Auch in Bezug auf die Mitarbeiterin Mag. J. tragen die Feststellungen der belangten Behörde - die mit nur geringfügigen sprachlichen Änderungen aus dem Betriebsprüfungsbericht übernommen sind - dem Inhalt der im Arbeitsbogen enthaltenen Niederschrift, um deren Wiedergabe es sich handeln soll ("schilderte den Arbeitsablauf derart, dass ..."), aber nur unvollständig Rechnung. So wird aus der insgesamt nicht umfänglichen Niederschrift etwa der Satz, wonach die "bildnerische Umsetzung (kreative Gestaltung des Gutscheines)" durch Mag. R. erfolge, im angefochtenen Bescheid - wie schon im Betriebsprüfungsbericht - stillschweigend übergangen, während der Arbeitsbogen einen Vermerk der Prüferin enthält, dem zufolge sie mit der "Textierung der Niederschrift" infolge behaupteter Einflussnahmen des damaligen Vertreters von Mag. Klaus R. nicht zufrieden war ("bei der NS erscheint die Situation verschoben"). In der Niederschrift der Mitarbeiterin Mag. A. heißt es u.a., das "Layout" werde "grundsätzlich von Herrn Mag. R. vorgegeben". Über die angebliche, im Betriebsprüfungsbericht und von der belangten Behörde erwähnte Behauptung von Mag. Klaus R., diese Mitarbeiterin male "lediglich von ihm fertiggestellte Zeichnungen aus", scheint weder ein Aktenvermerk noch eine Niederschrift vorzuliegen. Die Niederschrift des Mitarbeiters Andreas P., auf die im Betriebsprüfungsbericht und im angefochtenen Bescheid in dieser Hinsicht nicht eingegangen wird, enthält den Satz, die Entwürfe würden "nach den Skizzen oder Notizen von Herrn Mag. R. ... konkretisiert". Auch die Niederschrift des vierten Mitarbeiters spricht davon, dass die Entwürfe "nach den Ideen von Herrn Mag. R." ausgefertigt würden.

» **Gespeicherte Daten**
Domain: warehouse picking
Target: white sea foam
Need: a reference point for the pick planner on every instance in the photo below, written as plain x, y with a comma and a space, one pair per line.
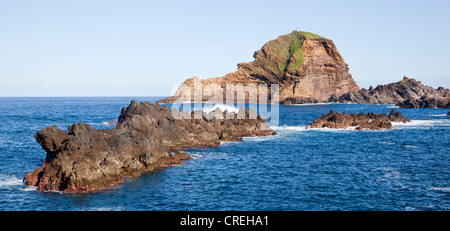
392, 106
287, 128
211, 107
311, 104
259, 138
447, 189
9, 180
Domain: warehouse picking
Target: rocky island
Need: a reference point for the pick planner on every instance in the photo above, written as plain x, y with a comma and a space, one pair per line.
146, 137
361, 121
407, 93
307, 67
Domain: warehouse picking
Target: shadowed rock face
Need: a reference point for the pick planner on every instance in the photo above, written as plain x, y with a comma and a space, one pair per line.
306, 66
361, 121
146, 137
407, 93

» **Ihre Aufgabe**
Was steht laut dem Seitenauszug in der Niederschrift der Mitarbeiterin Mag. A. über das Layout?

» **Lösung der Aufgabe**
Das Layout werde grundsätzlich von Herrn Mag. R. vorgegeben.